Substitute "appreciated" for "valued" in the listing below, from the line with "If you could segment every instance of the white" up to and including the line with "331 268 L 331". Give only those lines back, with everything else unchanged.
··· Data supplied ···
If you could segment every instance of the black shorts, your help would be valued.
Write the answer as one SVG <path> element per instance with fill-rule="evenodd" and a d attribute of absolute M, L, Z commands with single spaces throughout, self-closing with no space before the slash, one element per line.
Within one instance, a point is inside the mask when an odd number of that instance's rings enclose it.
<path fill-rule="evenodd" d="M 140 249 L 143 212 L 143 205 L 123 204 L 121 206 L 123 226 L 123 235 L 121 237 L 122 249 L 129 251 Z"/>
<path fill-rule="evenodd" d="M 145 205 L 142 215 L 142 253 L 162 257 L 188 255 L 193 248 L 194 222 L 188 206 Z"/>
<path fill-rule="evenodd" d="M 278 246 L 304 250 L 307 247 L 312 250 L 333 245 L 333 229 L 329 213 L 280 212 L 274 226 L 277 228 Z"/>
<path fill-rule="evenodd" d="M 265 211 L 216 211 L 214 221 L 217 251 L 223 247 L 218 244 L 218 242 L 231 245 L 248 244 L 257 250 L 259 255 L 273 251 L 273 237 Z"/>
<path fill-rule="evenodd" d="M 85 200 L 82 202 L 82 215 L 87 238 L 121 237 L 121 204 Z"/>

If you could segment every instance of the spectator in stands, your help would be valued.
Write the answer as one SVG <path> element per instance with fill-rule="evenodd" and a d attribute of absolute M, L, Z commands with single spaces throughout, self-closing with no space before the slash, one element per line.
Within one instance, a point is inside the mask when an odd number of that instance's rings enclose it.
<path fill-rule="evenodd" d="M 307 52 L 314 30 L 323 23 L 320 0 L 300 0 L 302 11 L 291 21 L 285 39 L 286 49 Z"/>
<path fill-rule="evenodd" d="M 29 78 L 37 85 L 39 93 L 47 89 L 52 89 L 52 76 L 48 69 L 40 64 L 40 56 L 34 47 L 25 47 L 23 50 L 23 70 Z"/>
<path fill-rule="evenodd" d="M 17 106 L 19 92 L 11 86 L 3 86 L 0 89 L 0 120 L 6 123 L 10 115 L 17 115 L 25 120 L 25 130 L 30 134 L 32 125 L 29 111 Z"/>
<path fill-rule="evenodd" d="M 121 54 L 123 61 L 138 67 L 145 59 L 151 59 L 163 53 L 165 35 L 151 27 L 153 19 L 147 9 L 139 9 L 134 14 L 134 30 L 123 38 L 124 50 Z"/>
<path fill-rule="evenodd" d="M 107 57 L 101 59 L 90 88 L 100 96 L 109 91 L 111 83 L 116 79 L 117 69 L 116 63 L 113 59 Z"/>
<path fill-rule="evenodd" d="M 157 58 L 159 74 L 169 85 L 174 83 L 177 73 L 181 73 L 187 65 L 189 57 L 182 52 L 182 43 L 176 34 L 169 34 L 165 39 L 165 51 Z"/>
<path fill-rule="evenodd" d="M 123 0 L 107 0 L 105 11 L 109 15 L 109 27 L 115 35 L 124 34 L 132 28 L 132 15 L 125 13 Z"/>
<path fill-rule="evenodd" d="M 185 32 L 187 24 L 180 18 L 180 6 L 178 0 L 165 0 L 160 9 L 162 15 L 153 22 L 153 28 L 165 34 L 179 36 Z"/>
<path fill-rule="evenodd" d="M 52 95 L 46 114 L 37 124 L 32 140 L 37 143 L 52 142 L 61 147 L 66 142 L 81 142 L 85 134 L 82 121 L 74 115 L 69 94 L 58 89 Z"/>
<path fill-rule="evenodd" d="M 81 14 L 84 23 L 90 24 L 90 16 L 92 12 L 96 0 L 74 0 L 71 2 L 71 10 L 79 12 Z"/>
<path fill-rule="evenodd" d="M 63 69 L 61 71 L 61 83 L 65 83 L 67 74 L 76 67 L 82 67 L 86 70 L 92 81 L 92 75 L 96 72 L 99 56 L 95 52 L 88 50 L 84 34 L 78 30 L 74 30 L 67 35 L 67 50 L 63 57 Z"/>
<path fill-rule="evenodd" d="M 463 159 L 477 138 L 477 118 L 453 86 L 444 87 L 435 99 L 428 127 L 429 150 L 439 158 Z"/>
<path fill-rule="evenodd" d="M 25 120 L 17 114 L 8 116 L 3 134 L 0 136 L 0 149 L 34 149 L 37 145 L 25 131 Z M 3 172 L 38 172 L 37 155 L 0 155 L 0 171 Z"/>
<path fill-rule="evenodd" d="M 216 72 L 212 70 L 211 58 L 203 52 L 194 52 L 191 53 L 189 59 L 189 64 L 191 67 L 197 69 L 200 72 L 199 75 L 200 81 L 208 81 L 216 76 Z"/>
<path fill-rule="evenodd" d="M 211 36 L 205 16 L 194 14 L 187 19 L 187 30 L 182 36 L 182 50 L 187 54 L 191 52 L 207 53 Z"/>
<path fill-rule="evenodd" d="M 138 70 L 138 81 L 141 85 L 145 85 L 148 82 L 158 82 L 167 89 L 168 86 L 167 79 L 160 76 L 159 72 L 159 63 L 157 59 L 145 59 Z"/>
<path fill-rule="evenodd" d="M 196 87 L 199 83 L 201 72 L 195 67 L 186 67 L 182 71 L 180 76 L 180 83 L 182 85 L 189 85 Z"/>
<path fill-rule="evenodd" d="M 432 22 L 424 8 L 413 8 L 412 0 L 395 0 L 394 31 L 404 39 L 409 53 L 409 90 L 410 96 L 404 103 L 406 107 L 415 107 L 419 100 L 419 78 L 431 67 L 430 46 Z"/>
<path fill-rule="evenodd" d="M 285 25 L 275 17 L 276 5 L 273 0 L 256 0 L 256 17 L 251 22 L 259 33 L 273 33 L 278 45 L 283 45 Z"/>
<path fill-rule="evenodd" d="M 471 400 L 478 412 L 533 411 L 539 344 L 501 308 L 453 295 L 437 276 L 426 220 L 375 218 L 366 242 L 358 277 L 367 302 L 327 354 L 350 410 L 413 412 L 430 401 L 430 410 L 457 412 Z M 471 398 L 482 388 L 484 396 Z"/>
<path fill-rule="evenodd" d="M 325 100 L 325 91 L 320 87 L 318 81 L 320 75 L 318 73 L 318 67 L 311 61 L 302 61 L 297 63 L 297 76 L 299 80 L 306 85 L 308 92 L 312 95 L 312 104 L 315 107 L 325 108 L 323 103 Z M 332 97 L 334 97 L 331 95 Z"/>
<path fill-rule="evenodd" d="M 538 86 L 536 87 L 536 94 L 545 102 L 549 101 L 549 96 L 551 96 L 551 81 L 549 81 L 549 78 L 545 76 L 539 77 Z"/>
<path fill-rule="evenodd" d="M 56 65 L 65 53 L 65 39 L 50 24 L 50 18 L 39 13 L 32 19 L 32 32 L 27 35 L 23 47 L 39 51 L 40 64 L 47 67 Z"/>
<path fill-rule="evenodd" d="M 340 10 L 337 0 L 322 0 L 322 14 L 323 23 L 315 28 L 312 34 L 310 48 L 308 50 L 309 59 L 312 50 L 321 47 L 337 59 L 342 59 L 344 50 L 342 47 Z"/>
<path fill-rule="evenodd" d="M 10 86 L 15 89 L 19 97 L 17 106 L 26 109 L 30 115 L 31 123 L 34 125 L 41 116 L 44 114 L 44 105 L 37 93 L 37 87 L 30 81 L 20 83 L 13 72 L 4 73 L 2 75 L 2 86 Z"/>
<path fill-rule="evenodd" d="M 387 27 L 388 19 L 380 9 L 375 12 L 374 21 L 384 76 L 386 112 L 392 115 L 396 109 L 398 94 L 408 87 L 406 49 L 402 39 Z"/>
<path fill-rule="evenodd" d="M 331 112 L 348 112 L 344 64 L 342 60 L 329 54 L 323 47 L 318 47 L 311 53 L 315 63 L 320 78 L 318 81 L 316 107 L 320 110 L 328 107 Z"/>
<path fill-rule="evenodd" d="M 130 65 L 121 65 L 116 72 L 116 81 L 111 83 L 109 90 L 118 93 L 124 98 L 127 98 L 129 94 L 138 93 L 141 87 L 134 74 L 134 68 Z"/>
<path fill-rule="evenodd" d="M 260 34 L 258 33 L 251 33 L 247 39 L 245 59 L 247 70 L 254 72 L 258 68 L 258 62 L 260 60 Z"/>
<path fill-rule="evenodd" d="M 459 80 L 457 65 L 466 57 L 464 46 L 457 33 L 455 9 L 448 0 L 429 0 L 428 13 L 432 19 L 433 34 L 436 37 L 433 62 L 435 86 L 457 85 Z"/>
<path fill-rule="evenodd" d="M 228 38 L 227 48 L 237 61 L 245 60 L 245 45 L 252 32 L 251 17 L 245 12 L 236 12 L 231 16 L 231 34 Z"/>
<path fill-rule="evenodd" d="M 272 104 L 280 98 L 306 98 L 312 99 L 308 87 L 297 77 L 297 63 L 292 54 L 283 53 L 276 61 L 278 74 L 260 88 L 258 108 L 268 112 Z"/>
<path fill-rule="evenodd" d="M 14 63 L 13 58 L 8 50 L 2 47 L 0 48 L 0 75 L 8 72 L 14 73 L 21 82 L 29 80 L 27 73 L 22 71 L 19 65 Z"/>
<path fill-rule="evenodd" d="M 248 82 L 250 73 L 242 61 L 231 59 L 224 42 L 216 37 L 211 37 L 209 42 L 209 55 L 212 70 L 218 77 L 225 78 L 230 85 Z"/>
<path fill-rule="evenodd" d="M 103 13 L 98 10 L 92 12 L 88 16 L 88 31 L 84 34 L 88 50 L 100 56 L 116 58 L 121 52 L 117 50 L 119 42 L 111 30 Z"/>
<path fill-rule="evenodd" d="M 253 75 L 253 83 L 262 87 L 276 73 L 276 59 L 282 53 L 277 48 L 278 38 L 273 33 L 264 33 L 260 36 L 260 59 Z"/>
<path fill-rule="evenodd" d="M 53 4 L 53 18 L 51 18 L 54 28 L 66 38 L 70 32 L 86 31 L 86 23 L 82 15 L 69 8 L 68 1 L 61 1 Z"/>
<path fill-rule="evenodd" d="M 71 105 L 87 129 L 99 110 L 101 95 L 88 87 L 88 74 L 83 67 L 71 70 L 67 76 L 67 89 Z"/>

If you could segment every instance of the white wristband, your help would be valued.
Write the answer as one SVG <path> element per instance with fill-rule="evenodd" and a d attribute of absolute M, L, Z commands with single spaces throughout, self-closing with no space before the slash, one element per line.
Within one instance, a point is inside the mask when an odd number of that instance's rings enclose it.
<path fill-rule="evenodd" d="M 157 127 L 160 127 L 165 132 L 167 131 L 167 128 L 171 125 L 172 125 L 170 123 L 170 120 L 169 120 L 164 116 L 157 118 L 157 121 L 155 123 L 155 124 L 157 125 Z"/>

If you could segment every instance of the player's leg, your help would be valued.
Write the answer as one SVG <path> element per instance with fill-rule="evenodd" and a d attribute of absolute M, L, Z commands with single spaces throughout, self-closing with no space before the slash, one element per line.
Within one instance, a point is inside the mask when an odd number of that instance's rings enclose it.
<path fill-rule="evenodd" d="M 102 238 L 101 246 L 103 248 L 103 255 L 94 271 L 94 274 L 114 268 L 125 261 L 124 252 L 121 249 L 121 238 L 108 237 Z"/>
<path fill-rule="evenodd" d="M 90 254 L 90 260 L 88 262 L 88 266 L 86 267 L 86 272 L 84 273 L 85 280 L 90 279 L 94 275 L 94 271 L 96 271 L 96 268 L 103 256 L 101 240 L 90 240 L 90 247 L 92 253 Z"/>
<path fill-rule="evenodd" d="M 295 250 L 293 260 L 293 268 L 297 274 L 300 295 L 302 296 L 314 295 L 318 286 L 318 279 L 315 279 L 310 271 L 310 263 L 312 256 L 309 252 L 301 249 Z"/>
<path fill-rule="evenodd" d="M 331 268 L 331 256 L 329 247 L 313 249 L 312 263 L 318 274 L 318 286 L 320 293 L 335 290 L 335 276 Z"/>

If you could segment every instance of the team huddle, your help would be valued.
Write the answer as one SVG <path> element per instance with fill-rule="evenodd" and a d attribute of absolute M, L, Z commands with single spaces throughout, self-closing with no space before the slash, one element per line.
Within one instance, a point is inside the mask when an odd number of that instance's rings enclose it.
···
• Written solution:
If you could segment every instance of the white wristband, your help would be appreciated.
Write the answer as one SVG <path> element per instance with fill-rule="evenodd" and a d attribute of absolute M, L, Z commands with single spaces throughout, self-closing with no space before the slash, one element per line.
Within one instance, a point is inside the mask when an odd number of that instance's rings enclose it.
<path fill-rule="evenodd" d="M 157 127 L 160 127 L 165 132 L 167 131 L 167 128 L 171 125 L 172 125 L 170 123 L 170 120 L 169 120 L 164 116 L 157 118 L 157 121 L 155 123 L 155 124 L 157 125 Z"/>

If you could segment every instance of the player's leg, your help would be appreciated.
Write the answer as one SVG <path> element per instance with fill-rule="evenodd" and a d attribute of absolute M, L, Z commands with single spaces throughout, self-closing with no space before the slash, one element per line.
Within one instance, a point is inside the mask when an odd number of that instance's rings enclose it.
<path fill-rule="evenodd" d="M 102 238 L 101 246 L 103 248 L 103 255 L 94 271 L 94 274 L 114 268 L 125 261 L 124 252 L 121 249 L 121 238 L 108 237 Z"/>
<path fill-rule="evenodd" d="M 90 254 L 90 260 L 88 262 L 88 266 L 86 267 L 86 272 L 84 273 L 85 280 L 90 279 L 94 275 L 94 271 L 96 271 L 96 268 L 103 256 L 101 240 L 90 240 L 90 247 L 92 253 Z"/>
<path fill-rule="evenodd" d="M 295 250 L 293 260 L 293 268 L 297 274 L 300 295 L 302 296 L 314 295 L 318 286 L 318 279 L 315 279 L 310 271 L 310 263 L 312 256 L 309 252 L 301 249 Z"/>
<path fill-rule="evenodd" d="M 331 268 L 331 256 L 329 247 L 313 249 L 312 263 L 318 274 L 318 286 L 320 293 L 335 290 L 335 276 Z"/>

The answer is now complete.